- [Source text]
Midnight Oil

[Powderworks] NMOC - Enemies of Sustainability

Michael Blackwood blackwood_michael at hotmail.com
Thu Oct 7 06:36:53 MDT 2004

>From: "Julian Shaw (Man Myth or Monkey?)" 
><julian at monkeyfamily.freeserve.co.uk>
>That is fair enough Bruce. I think people rejected most of the reasons for
>other "isms" very quickly over the last few hundred year but speciesism is
>probably one which will never go away. It's quite understandable really as 
>very nature has taught us to do what we need to survive at the expense of
>other species. It is what has led to our survival. But is it still needed 
Well, pathenogenic bacteria are species we kill for our own survival, and I 
kid you not when I say that I've met people who (while accepting the 
necessity of the situation) find killing germs to be philosophically 

I look at it this way - pollution, habitat destruction, etc are all products 
of humanity's refusal to see itself as part of the ecosystem of Earth, 
preferring instead to see itself as somehow seperate from, and superior to, 
nature.  But the truth is, we are hominids.  We are mammals.  We have 
canines and the digestive processes to utilize an omnivorous diet.  We are a 
part of nature, designed to behave in a certain way.  We let our tastes run 
to excesses, which is a problem (most westerners eat far too much meat in 
proportion to vegetation in their diet, just because we can), but 
fundamentally if we recognize that we are a species, part of nature, with 
our own natual behaviours and our own natural impacts on the environment, we 
will be better equipped to "pick our battles" and curb the worst of our 
behavoiurs and find the least-desctuctive ways to satisfy our primal 
biology.  The alternative is to waste engery in unwinnable battles against 
the realities of our species' nature.  We must strive to minimize our impact 
on the environment, for example, not try to make the existence of Homo 
Sapiens undetectable in the world - that would be as unnatural and 
unsustainable as industrial effluent in our river systems.

- [What is required]
In the forum post, why does the writer say people should not try to make the existence of Homo sapiens undetectable in the world? Answer in one to three sentences.

- [Records supplied]

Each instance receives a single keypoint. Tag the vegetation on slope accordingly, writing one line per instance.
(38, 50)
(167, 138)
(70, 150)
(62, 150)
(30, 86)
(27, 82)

- [Output below]
The writer says that making Homo sapiens undetectable would be as unnatural and unsustainable as industrial effluent in our river systems. The aim should be to minimize our impact on the environment instead.